- WHAT THE TASK ASKS: Pull out each line of the records that contains the string "athletic", and list those lines.

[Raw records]

◆ ◆ ◆ ◆ ◆ ◆ ◆

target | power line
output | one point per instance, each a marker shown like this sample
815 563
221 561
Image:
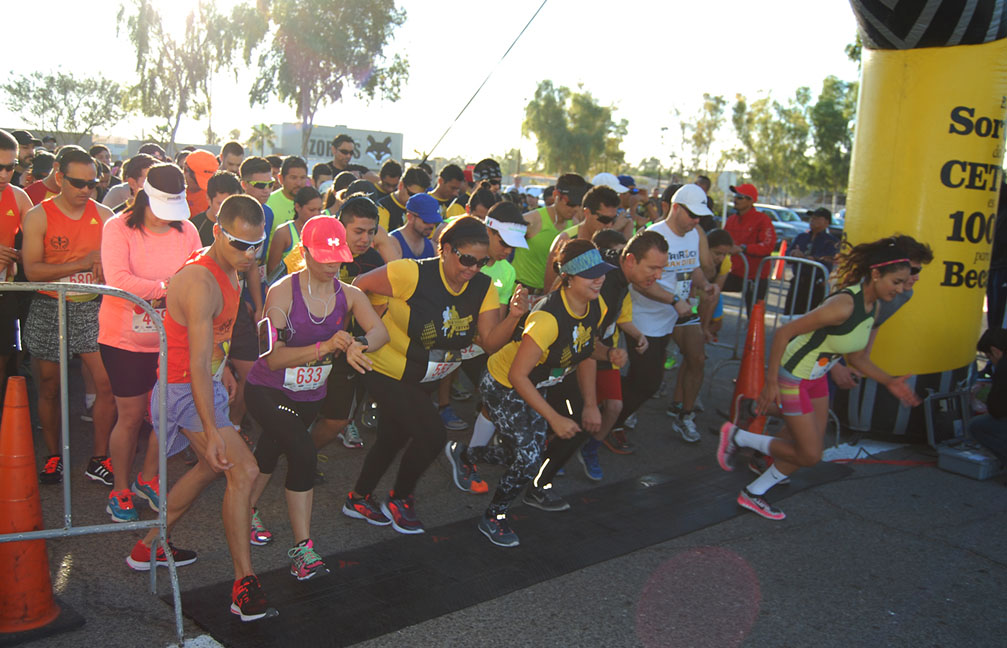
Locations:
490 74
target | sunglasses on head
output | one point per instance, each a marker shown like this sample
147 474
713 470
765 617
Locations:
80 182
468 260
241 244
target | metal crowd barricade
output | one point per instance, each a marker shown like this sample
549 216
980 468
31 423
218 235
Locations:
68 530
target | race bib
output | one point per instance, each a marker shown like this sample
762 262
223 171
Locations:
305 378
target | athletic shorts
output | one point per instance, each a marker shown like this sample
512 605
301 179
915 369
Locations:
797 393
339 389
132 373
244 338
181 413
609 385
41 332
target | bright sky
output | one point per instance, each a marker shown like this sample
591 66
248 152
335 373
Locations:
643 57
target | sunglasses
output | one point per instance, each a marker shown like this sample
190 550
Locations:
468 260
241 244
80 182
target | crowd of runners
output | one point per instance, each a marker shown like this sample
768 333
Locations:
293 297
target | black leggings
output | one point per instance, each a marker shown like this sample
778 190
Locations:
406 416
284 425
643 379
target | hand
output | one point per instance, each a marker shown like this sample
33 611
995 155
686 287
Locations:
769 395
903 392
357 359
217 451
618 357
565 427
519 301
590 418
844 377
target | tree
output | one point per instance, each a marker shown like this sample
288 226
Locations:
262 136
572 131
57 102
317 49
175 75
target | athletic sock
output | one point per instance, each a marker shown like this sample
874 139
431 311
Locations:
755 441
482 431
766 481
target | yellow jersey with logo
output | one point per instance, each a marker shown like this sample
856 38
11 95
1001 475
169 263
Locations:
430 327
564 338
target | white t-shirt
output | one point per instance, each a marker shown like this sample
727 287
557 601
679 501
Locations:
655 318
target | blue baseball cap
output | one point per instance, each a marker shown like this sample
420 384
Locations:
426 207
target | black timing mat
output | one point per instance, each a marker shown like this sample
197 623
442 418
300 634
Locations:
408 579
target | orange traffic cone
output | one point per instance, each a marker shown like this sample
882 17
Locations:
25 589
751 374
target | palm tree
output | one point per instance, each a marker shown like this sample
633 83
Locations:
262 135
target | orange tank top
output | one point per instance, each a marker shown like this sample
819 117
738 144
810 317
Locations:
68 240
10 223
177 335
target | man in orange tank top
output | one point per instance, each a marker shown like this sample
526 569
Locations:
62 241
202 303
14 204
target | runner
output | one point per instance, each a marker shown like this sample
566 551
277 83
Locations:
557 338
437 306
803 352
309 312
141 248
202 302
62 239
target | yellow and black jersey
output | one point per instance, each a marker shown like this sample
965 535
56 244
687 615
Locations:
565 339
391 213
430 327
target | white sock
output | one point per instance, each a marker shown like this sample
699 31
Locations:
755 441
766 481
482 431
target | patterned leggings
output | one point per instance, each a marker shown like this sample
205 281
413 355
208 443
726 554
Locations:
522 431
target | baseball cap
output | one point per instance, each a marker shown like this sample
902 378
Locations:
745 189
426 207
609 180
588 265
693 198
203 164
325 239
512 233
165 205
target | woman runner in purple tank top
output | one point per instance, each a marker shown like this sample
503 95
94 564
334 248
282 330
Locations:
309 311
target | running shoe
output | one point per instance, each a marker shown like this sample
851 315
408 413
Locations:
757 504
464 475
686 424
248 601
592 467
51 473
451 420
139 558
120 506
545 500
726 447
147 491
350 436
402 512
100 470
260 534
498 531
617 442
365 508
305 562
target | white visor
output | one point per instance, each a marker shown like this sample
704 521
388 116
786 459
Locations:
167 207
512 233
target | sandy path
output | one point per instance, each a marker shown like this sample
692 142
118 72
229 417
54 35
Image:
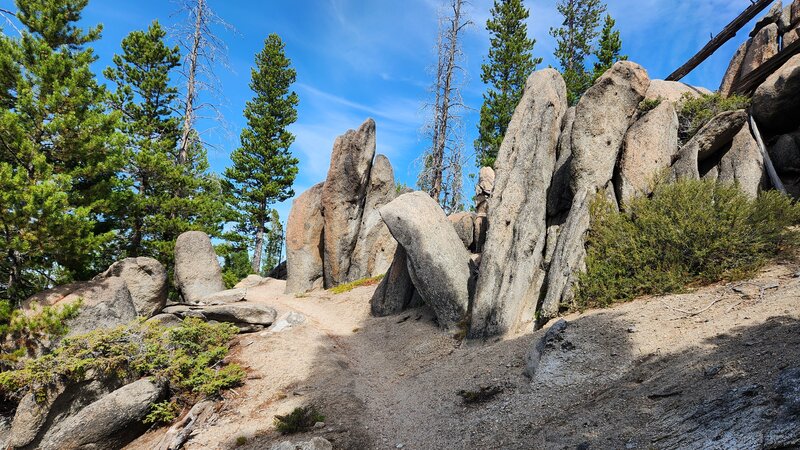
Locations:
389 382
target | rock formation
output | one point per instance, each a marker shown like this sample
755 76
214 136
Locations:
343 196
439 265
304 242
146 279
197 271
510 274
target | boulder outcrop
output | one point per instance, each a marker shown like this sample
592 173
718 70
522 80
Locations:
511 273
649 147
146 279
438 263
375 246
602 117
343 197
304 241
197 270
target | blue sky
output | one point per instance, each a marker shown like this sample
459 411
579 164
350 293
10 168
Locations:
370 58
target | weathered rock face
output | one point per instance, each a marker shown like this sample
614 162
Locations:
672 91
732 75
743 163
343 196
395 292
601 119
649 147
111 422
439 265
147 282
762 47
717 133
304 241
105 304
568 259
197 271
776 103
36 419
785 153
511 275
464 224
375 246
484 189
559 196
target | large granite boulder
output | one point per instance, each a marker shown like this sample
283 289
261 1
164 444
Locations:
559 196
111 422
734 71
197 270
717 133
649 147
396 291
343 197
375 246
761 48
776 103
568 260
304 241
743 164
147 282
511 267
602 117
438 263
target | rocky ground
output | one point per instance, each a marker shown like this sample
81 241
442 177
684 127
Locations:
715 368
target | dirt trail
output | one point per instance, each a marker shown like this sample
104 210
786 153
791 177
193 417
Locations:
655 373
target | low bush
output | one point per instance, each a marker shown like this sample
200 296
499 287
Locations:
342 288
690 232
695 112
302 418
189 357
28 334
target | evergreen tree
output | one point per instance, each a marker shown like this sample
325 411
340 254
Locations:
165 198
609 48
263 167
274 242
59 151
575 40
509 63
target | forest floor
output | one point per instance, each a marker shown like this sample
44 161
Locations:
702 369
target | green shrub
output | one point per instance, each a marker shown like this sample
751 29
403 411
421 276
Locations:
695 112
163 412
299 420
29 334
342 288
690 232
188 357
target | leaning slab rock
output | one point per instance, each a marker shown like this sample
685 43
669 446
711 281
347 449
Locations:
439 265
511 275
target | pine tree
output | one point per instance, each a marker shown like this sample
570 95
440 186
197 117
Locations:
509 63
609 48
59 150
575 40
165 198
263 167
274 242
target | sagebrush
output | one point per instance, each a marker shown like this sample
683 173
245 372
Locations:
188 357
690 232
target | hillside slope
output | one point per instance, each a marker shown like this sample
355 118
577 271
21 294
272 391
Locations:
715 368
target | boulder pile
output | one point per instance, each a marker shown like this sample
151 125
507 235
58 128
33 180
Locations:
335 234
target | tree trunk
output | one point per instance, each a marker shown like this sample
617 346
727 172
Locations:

◆ ◆ ◆ ◆ ◆ ◆ ◆

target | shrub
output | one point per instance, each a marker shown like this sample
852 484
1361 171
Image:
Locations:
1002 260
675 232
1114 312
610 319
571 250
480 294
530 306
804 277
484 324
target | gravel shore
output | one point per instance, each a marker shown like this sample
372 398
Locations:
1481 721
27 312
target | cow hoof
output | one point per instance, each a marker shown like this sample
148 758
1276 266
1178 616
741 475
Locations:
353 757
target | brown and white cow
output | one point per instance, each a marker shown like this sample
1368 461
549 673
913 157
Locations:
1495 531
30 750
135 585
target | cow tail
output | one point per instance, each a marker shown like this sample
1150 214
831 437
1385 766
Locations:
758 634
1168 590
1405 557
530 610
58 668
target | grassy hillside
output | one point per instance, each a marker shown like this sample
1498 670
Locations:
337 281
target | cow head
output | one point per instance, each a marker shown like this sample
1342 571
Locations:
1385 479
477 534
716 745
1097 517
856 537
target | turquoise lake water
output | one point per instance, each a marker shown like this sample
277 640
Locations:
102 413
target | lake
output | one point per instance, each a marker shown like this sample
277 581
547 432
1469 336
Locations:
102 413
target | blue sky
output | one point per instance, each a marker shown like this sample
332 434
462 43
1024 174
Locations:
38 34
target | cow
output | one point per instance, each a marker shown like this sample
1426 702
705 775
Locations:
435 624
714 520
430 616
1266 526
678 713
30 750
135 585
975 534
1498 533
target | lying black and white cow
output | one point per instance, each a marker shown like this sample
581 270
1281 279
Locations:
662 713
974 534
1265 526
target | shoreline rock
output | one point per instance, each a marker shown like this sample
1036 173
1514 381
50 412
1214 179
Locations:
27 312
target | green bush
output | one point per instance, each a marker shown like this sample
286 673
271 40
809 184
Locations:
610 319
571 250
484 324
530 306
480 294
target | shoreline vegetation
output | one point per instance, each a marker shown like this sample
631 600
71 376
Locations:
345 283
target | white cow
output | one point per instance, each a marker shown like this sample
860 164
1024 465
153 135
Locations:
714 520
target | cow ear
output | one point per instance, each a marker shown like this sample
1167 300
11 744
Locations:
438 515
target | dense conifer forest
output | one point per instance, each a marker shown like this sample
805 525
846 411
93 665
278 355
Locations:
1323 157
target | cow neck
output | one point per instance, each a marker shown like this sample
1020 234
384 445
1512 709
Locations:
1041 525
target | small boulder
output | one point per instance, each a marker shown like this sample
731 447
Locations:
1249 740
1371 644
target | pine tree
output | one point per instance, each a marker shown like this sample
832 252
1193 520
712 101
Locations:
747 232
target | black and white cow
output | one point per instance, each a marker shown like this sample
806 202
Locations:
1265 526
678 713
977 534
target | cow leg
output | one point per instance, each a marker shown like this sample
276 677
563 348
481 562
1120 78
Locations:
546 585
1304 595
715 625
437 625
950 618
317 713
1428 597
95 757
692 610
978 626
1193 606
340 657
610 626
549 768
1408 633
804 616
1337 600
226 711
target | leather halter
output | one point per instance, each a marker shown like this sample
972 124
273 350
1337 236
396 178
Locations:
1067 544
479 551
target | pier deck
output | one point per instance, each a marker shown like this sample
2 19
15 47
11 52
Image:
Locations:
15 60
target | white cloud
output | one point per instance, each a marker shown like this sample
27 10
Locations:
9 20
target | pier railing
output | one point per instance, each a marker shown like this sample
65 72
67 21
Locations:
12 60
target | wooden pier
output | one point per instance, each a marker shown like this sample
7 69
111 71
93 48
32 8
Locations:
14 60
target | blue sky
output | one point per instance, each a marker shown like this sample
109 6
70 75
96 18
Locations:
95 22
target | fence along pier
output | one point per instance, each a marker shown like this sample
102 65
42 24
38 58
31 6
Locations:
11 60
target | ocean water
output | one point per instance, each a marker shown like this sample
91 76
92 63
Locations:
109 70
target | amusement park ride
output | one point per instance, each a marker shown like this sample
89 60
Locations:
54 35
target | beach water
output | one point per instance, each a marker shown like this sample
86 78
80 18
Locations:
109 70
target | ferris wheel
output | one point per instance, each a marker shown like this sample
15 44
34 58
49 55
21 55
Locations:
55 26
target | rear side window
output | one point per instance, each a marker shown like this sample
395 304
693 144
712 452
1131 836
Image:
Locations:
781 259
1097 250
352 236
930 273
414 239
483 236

◆ ◆ ◆ ◆ ◆ ◆ ◆

- RESPONSE TO THE TASK:
target | athletic shorts
target | athletic sock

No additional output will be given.